[Passage to read]
+ + + +

For directors across the country, the lesson is clear. The language of music advocacy must evolve. A comprehensive pitch includes a dashboard of enrollment, attendance trends, leadership development, teacher development, performance visibility, and fiscal accountability. It articulates a specific ask with a defined timeline and measurable outcomes. It anticipates operational obstacles before they arise. In Brooklyn’s Northern Geographical District, District 32, nearly 10,000 students attend public schools. For those 10,000 students, three high schools offer a comprehensive and sequential concert band program. EBC High School for Public Service in Bushwick is one of them.

In a Title I setting, where resources are limited and institutional priorities are tightly measured, music education cannot be supported through inspiration alone. It must be articulated as integral to the school’s ecosystem. Music is not simply enrichment layered into the day; it contributes directly to student engagement, belonging, and school stability.
The majority of music educators understand this instinctively. But administrators operate inside a different framework, and rightfully so. They measure attendance, graduation rates, student retention, safety, budget compliance, staffing efficiency, and much more. When pitching a music program, especially in an urban public school, the central question should not be whether music is valuable; it is whether your music program advances the institutional goals of your school. At EBC, the Music Department is framed as a sequential, measurable program designed to support attendance, community building, academic identity, and long-term sustainability. When pitching or defending your vision, the most direct way to lay this out is to break it down into three points:
Alignment, Sequence, and Clarity.
The first principle is Alignment. In simple terms, how does your program align itself to the values and priorities of the community, school, and district? Administrators must see music as a solution to problems they are already responsible for solving. In title 1 schools, we often see the following in sometimes severe cases: Chronic absenteeism, disengagement, loss of school culture, food insecurity, transient students, and minimal access to equitable arts programs. However, it is worth noting that arts pathways are not abstract challenges in Bushwick, Brooklyn. We are in New York City, the Freelance Capital of the world. The daily realities of art and culture thrive in Bushwick. All that is needed is a well- structured music program that inevitably provides a voluntary reason for students to show up, stay late, and identify with the school community. It is our job as music teachers to advocate fiercely for our vision. The alignment question is broad and purposefully vague. Who are you serving? What is the vision? What does the administration want? What do the students want? Why does instrumental music matter to kids who are going through things a lot of us can’t even fathom?
The second principle is Sequence or the implementation of the program. The program at EBC operates as a three-tiered sequence consisting of beginner, intermediate, and advanced wind bands. This type of system is generally accepted to be the most widely used structure for urban music departments. Students enter as freshmen in a fundamentals-based ensemble that barrels through music notation, brief history, and the setting of expectations. They then progress through increasingly demanding music classes and wind up enveloped in this new world. Every school operates differently. We as educators are expected to teach to the school and or district. Equally important within this implementation model is the educator’s own commitment to growth. Administrators rightly expect that teachers are invested in refining their craft. That means engaging in meaningful professional development, seeking transformative pedagogical training, studying emerging research in music education, and collaborating with professional musicians and master teachers who challenge our instructional approach. Professional development signals to leadership that your program is not static but evolving with intention. It is important to note that this is not a “club model.” It is a pipeline. Sequential instruction creates predictable enrollment patterns, cultivates peer mentorship and student agency, and allows administrators to forecast staffing and resource needs. Sustainability is VERY persuasive.

+ + + +

[Exercise prompt] Reproduce word for word the section of the music advocacy article that begins with the words containing "The majority of" and ends with "Sequence, and Clarity.".

[Given data]
+ + + +

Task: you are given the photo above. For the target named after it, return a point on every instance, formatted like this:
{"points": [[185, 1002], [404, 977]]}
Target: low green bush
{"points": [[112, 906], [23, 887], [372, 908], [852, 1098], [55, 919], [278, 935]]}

+ + + +

[Written answer]
The majority of music educators understand this instinctively. But administrators operate inside a different framework, and rightfully so. They measure attendance, graduation rates, student retention, safety, budget compliance, staffing efficiency, and much more. When pitching a music program, especially in an urban public school, the central question should not be whether music is valuable; it is whether your music program advances the institutional goals of your school. At EBC, the Music Department is framed as a sequential, measurable program designed to support attendance, community building, academic identity, and long-term sustainability. When pitching or defending your vision, the most direct way to lay this out is to break it down into three points:
Alignment, Sequence, and Clarity.